> **Task list**:
• a. Copy the travel tips text word for word, starting with "For further useful" and going on through "in the destination.".
• b. List the section headings that come after the opening paragraph of the travel tips text.
• c. Continue the travel tips text from the point where it stops.

> **Excerpted text**:
• • • • • • •
Travelling Tips and Information

With school holidays just around the corner you may be about to travel to places near and far in search of rest, relaxation and a really good time! It is holiday season and so we thought it important to share some advice and travelling tips to help smooth the break. Here are some things to consider:

Health insurance

It’s important to get adequate insurance cover before you travel. You’ll need to find insurance that covers pre-existing conditions. The Pituitary Foundation has a list of insurance companies that deliver policies aimed at people with existing conditions.

Travelling with Medication 

If you are going abroad on holiday it is best to ask your GP or endocrinologist for a letter about the medication and your doses prescribed, that you or your child take. This letter will be helpful should you become unwell and have to see a doctor. It is also useful for you to have this letter whilst going through airport security, in the event that they question the medication. If you have a repeat copy prescription this can also be shown.

If you want to take any sort of medicine with you – either prescribed or bought from a pharmacist – find out if there are any restrictions on taking it in and out of the UK or the country you are visiting. This is particularly important for patients on growth hormone (GH). Ask the relevant Embassy or High Commission or telephone the Home Office for advice.

All of your medication should be labelled with your name and kept with you at all times during your journey.

Finally, always carry medicines in a correctly labelled container, as issued by the pharmacist.

For further useful information, please visit the Gov.UK website.

Flying with Medications

The following is useful advice from Heathrow Airport

You may need to take medications with you when you fly, so talk to your doctor to find out exactly what you need to take. Here are some considerations when taking medications

  • Make sure you take enough for the flight and your time in the destination.
  • Make sure you pack them with you in your hand luggage. Don’t leave liquid medication in the hold because the temperatures could affect it.
• • • • • • •
> **Records**:
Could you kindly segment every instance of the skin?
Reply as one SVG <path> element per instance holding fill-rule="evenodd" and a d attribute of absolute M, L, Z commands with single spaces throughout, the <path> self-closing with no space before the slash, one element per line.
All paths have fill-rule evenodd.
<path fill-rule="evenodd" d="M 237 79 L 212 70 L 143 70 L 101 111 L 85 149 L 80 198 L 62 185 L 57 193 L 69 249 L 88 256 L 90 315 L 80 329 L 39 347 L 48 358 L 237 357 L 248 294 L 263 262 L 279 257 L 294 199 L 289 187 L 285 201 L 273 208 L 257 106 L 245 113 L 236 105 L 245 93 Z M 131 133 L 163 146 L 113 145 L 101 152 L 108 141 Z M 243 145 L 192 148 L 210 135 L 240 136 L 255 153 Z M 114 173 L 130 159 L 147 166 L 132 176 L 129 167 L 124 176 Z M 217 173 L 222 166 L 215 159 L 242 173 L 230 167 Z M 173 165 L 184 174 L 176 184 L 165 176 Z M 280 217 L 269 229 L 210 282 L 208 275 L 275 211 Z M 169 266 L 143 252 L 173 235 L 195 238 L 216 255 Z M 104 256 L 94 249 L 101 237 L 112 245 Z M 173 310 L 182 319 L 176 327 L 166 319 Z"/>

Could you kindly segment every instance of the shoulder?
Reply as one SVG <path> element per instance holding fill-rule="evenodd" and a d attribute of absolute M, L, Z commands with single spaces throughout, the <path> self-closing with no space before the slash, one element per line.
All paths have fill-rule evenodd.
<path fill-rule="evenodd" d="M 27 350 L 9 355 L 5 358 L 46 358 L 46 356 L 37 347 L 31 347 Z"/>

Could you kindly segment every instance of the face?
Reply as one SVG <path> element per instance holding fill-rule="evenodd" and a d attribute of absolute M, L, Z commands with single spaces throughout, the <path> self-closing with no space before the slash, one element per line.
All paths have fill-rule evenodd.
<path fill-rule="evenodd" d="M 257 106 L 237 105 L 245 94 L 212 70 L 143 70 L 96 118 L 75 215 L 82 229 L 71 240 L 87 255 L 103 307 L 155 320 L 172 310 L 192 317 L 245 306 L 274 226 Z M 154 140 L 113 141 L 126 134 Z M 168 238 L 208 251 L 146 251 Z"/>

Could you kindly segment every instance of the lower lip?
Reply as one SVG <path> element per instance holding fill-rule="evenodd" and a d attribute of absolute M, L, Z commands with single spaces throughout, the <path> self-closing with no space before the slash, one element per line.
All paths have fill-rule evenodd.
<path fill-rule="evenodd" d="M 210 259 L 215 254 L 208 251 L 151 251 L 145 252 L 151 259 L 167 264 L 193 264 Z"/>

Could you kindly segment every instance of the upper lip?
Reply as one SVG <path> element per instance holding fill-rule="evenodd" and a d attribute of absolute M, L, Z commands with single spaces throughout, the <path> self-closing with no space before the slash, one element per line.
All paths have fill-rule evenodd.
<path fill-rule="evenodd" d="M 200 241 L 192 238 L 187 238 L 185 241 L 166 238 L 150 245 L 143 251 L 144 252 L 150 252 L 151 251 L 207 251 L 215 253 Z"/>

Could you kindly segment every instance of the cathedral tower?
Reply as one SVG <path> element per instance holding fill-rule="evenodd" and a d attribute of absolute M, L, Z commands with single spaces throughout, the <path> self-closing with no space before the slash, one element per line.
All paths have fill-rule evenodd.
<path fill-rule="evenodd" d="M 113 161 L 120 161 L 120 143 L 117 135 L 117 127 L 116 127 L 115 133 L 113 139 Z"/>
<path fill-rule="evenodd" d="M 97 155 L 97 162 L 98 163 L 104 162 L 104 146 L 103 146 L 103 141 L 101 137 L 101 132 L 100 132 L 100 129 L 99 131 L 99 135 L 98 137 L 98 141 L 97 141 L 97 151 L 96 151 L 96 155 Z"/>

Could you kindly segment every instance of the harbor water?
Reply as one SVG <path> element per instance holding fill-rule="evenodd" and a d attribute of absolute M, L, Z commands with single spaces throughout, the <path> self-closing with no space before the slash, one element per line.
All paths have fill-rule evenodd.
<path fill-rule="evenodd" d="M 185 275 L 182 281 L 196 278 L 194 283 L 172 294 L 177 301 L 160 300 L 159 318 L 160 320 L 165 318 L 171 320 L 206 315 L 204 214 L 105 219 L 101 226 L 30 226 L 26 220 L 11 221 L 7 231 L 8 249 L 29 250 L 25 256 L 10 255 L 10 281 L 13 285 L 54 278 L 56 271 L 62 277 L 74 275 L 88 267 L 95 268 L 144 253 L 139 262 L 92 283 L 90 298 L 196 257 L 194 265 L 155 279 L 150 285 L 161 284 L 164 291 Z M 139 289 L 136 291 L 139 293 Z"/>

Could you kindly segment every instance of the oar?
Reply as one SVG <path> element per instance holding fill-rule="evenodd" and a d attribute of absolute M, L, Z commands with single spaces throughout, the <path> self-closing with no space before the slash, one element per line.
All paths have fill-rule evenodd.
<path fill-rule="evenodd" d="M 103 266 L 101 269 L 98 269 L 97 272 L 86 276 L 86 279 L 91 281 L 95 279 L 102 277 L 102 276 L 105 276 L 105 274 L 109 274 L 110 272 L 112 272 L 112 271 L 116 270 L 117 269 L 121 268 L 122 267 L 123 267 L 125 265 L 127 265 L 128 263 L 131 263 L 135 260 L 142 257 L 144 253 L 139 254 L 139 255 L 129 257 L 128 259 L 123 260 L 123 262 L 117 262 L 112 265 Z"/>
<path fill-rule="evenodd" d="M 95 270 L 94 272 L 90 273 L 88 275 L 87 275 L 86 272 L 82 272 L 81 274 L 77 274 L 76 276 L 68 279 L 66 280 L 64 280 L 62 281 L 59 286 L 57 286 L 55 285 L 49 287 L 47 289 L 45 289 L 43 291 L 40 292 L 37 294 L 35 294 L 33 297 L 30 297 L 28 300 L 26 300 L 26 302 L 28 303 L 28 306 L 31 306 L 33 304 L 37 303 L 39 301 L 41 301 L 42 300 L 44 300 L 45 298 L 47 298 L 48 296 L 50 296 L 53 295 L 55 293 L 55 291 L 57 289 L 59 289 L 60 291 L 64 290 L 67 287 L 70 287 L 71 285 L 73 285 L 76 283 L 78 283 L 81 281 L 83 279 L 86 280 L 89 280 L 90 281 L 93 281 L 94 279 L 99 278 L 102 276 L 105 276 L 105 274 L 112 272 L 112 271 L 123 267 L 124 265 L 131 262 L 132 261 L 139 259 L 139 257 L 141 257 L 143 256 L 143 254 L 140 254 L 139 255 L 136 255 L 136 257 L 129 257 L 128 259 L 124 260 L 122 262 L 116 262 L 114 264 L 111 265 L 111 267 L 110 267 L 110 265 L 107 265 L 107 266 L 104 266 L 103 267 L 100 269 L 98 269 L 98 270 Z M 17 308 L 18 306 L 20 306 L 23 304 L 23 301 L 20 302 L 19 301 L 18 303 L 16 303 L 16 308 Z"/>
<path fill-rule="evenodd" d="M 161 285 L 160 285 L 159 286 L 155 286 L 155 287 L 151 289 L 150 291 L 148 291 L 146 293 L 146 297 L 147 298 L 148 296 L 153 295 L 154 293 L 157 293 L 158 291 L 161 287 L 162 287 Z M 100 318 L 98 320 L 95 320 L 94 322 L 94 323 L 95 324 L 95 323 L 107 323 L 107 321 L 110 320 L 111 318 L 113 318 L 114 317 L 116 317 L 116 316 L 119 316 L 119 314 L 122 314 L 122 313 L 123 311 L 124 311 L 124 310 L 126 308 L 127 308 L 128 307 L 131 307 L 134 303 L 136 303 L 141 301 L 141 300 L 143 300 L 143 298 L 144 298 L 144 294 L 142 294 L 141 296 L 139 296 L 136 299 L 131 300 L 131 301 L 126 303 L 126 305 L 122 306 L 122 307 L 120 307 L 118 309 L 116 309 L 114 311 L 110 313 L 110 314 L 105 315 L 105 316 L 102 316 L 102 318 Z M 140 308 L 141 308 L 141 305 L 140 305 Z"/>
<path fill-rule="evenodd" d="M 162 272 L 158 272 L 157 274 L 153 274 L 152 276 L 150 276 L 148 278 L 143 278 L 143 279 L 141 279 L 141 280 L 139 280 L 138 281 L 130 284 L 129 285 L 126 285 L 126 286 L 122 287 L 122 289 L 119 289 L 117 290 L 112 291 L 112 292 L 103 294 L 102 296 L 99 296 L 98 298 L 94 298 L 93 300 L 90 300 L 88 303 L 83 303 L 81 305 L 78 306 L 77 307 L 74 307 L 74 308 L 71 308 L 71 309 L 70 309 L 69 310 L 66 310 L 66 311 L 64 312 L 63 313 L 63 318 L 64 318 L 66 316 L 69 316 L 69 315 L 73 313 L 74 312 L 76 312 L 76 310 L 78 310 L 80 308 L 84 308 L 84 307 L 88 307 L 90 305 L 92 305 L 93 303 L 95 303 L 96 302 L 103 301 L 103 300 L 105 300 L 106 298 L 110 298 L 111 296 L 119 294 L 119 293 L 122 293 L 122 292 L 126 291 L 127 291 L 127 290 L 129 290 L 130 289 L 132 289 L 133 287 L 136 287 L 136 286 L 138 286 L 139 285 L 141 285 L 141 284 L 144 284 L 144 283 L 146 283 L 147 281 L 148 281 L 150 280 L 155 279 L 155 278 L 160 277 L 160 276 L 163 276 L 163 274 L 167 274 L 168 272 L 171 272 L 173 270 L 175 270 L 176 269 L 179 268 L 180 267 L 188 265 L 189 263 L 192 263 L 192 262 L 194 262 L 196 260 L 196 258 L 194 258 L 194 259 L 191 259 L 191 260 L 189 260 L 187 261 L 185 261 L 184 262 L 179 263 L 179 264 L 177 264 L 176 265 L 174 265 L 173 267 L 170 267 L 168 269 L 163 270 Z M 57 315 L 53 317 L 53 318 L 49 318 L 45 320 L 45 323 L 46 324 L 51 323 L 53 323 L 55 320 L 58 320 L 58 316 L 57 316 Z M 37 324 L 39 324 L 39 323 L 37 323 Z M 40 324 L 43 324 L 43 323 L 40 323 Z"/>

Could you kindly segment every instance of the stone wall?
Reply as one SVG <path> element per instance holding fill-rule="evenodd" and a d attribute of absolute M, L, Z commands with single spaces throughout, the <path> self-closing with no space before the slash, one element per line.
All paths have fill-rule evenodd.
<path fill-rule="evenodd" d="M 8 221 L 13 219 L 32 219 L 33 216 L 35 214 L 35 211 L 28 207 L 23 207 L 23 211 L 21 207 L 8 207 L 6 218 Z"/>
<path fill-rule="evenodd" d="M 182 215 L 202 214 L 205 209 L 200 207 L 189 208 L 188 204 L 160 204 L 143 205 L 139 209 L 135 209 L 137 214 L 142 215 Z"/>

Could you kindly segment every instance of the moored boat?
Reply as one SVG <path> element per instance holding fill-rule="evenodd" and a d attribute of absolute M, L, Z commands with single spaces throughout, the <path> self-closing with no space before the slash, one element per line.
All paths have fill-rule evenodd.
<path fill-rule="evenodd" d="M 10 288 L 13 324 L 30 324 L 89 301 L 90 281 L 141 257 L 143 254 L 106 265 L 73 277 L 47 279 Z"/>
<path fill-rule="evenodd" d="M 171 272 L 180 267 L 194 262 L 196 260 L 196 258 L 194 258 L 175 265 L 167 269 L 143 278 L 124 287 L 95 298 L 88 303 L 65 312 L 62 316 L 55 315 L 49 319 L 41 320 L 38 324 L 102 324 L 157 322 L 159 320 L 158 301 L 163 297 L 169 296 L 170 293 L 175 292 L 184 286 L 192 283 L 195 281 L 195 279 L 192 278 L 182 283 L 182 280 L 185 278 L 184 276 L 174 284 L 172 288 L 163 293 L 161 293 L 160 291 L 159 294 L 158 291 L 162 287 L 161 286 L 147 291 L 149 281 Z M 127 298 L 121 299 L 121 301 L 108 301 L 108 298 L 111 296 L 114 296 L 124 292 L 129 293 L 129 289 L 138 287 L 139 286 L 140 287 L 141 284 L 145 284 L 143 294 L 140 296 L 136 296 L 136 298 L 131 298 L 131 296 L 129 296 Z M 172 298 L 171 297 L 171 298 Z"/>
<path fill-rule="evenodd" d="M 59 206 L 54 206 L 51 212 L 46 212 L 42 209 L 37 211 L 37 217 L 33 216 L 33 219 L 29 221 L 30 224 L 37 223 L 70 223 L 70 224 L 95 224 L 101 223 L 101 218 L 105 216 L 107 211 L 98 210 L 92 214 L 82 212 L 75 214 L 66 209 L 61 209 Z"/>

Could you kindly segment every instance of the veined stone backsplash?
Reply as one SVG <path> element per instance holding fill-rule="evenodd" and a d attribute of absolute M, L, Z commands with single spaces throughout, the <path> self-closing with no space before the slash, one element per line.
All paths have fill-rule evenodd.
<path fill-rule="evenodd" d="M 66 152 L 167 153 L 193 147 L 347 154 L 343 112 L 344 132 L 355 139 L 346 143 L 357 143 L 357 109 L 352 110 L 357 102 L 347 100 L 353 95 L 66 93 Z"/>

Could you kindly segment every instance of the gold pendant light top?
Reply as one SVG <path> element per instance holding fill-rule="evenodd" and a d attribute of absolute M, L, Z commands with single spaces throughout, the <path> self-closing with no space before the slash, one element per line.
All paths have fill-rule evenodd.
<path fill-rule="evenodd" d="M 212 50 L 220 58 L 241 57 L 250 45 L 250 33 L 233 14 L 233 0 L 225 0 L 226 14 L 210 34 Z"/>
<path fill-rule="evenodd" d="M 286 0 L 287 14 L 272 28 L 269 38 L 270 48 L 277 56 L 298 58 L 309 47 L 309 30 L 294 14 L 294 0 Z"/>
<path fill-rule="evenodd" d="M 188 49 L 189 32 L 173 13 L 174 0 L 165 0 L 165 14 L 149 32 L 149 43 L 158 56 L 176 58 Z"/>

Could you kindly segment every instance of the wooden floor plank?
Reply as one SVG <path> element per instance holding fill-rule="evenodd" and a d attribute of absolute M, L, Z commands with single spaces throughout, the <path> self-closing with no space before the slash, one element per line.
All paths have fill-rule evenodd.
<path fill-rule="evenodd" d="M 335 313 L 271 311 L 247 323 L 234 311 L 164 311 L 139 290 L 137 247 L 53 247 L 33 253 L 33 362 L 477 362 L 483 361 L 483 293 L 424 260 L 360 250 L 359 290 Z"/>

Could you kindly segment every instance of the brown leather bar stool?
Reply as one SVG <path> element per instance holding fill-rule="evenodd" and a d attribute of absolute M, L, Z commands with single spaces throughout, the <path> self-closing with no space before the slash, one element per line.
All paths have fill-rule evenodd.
• • • • • • •
> **Answers below**:
• a.
For further useful information, please visit the Gov.UK website.

Flying with Medications

The following is useful advice from Heathrow Airport

You may need to take medications with you when you fly, so talk to your doctor to find out exactly what you need to take. Here are some considerations when taking medications

  • Make sure you take enough for the flight and your time in the destination.

• b.
Health insurance
Travelling with Medication
Flying with Medications

• c.
  • If you need to take medication in containers over 100 ml, this is possible. However, you will need permission from the airline and airport, and you will need a certificate from your doctor.
  • If you need to take a hypodermic syringe, this should be possible. However, be prepared for special checks at security.
  • Also remember to check any restrictions in the country you are visiting because they may not allow you to take certain medications into the country.
  • Always take a copy of your prescription as well as a letter from your doctor containing details of your medications and condition.

Medications that need to be kept cool

If you have medications that need to be refrigerated, the following are suggestions on how to keep medications cool during travel:

  • Purchase or borrow a small cool bag with two freezer blocks.
  • Before you travel, call your accommodation (hotel, motel, bed and breakfast etc) and ask if they have refrigerators in the rooms or, if not, if one can be hired for your room. If they do not have refrigerators, ask if they have a freezer where they can place your freezer blocks on a rota in order that you can keep your cool bag cool.
  • During travel, place your medication into cool bag with both frozen blocks – the blocks should keep cool for around 12 hours.
  • If you need to use the hotel’s freezer, on arrival, give them one block labelled with your name. Twelve hours later swap the blocks to ensure you continually have a frozen block to use both day and night in the cool bag.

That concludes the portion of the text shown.